■ **Questions to answer**
a - In the peanut butter fudge recipe, what size of pan is the fudge spread into?
b - Repeat word for word the part of the peanut butter fudge recipe starting at "- Use unsweetened" and ending at "the best texture.".
c - Rewrite more briefly the paragraph of the peanut butter fudge recipe that begins "Add the butter and cream cheese to a medium saucepan", keeping its main facts.
Source passage below:
Go Back
Keto Peanut Butter Fudge recipe card

Keto Peanut Butter Fudge

Smooth, creamy bakery-style keto peanut butter fudge with cream cheese and protein for structure and just 1.5 g carbs per square.
Prep Time 5 minutes
Cook Time 10 minutes
Total Time 2 hours 15 minutes
Servings: 36 squares
Course: Dessert
Cuisine: American
Calories: 109

Ingredients
  

Ingredients
  • 1 cup unsalted butter
  • 1 cup unsweetened peanut butter
  • 8 oz cream cheese softened
  • 1 tsp vanilla bean paste
  • 1 cup sugar-free powdered sweetener
  • 1/2 cup unflavored whey protein powder
  • 1 tsp stevia concentrated powder
  • 1/4 tsp salt

Method
 

  1. Line a 9x9-inch square baking pan with parchment paper or lightly grease it and set aside.
  2. Add the butter and cream cheese to a medium saucepan and place over low heat. Cook, stirring often, until both are melted and smoothly combined.
  3. Remove the pan from the heat and immediately add the peanut butter. Stir until the mixture is smooth and glossy with no streaks.
  4. Add the vanilla bean paste, sugar-free powdered sweetener, whey protein powder, stevia powder, and salt to the warm peanut butter mixture.
  5. Using an electric hand mixer, beat on low speed, then increase to medium until the mixture is thick, smooth, and fully blended with no dry patches.
  6. If the mixture looks oily or does not blend well, let it cool for 5–10 minutes, then beat again until it comes together.
  7. Transfer the fudge mixture to the prepared pan and spread it into an even layer with a spatula.
  8. Refrigerate for about 2 hours, or until firm and set.
  9. Once fully chilled, lift the fudge out of the pan using the parchment, place on a cutting board, and cut into 36 equal squares.
  10. Store the fudge squares in an airtight container in the refrigerator until ready to serve.

Notes

- Use unsweetened peanut butter for accurate keto macros; stir well before measuring if it is the natural type.
- Keep the heat low when melting the butter and cream cheese to prevent scorching or separating.
- For cleaner cuts, wipe the knife with a warm, damp cloth between slices.
- Store in the refrigerator for up to 1 week or in the freezer for up to 2 months; serve slightly chilled for the best texture.
End of Source passage.
Dataset content below:
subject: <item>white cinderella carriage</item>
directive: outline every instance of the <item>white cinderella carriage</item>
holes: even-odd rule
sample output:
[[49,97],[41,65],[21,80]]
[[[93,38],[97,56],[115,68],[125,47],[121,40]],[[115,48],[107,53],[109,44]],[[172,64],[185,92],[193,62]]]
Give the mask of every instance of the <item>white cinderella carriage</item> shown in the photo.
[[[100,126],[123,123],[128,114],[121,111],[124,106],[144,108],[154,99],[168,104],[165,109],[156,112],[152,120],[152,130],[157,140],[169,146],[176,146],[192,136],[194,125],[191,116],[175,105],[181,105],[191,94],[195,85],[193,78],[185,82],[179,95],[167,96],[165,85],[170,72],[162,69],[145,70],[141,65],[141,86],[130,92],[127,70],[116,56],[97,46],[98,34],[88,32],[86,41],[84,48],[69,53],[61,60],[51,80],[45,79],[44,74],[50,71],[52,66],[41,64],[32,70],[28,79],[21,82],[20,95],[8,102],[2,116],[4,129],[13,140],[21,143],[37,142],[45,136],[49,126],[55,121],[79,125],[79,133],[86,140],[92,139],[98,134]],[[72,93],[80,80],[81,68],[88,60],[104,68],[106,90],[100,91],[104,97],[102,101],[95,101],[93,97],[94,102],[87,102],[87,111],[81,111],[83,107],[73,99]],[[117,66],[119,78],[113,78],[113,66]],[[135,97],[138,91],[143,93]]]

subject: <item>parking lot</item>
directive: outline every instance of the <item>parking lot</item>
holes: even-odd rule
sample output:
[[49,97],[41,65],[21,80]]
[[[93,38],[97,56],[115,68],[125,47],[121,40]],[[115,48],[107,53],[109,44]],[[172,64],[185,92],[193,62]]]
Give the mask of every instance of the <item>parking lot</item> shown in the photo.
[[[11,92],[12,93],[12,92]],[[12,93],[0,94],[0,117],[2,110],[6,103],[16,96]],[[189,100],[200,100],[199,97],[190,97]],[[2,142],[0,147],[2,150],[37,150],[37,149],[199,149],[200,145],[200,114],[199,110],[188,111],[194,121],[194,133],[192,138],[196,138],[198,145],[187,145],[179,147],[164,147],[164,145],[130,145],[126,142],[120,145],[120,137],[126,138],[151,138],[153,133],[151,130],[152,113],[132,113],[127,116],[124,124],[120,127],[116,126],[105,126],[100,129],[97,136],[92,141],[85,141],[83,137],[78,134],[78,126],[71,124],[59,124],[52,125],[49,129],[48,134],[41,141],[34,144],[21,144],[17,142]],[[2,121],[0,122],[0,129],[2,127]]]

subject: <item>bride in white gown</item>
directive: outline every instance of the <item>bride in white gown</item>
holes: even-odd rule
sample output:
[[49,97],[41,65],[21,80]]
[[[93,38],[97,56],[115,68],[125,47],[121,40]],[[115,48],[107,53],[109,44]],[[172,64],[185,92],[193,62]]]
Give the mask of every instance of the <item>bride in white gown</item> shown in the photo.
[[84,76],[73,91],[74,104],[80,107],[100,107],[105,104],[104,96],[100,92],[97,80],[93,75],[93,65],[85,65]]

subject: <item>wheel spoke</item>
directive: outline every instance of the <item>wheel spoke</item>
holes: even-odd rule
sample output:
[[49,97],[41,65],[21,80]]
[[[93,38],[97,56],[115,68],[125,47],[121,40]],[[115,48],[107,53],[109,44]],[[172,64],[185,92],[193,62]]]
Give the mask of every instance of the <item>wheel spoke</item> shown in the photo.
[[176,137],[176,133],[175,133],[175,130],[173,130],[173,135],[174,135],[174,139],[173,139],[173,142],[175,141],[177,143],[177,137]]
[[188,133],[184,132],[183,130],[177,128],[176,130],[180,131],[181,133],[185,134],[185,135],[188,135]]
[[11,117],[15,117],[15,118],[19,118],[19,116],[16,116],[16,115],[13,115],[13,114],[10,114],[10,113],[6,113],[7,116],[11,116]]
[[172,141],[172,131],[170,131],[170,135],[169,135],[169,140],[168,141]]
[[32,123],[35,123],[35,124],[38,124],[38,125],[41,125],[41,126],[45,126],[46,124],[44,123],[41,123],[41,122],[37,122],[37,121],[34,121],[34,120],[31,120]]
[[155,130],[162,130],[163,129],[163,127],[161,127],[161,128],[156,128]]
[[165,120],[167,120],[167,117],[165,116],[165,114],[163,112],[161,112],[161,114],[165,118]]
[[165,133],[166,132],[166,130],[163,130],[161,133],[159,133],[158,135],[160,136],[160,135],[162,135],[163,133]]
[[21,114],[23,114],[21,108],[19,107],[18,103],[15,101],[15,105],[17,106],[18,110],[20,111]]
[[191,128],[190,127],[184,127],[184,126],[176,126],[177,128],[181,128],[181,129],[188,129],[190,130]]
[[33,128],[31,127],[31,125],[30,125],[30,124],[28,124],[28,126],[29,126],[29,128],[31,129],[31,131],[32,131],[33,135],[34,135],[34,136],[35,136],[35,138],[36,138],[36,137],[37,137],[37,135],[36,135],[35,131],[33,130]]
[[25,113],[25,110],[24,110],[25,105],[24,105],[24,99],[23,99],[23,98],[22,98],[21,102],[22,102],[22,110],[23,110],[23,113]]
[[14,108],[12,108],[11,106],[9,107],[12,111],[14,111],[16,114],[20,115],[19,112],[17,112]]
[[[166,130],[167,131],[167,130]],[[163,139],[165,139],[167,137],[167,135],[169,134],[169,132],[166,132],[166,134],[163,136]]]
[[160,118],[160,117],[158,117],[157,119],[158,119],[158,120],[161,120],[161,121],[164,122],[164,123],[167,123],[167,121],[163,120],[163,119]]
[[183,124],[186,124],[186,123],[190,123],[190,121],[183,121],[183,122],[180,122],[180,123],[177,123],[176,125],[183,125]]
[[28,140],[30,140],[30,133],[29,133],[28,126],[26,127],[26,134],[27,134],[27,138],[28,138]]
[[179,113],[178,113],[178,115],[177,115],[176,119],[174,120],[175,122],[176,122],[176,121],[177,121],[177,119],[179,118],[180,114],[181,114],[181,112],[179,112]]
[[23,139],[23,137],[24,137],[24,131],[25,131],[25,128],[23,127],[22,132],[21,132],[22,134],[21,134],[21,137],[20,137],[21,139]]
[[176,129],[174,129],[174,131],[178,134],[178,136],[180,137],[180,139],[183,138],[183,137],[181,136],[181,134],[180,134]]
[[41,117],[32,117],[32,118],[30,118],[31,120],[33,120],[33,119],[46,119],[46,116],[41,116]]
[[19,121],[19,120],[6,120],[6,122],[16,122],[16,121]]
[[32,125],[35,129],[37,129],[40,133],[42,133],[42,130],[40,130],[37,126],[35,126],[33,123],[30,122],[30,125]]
End of Dataset content.
■ **Numbered responses**
a - A 9x9-inch square baking pan.

b -
- Use unsweetened peanut butter for accurate keto macros; stir well before measuring if it is the natural type.
- Keep the heat low when melting the butter and cream cheese to prevent scorching or separating.
- For cleaner cuts, wipe the knife with a warm, damp cloth between slices.
- Store in the refrigerator for up to 1 week or in the freezer for up to 2 months; serve slightly chilled for the best texture.

c - Melt the butter and cream cheese together in a medium saucepan over low heat, stirring often until smoothly combined.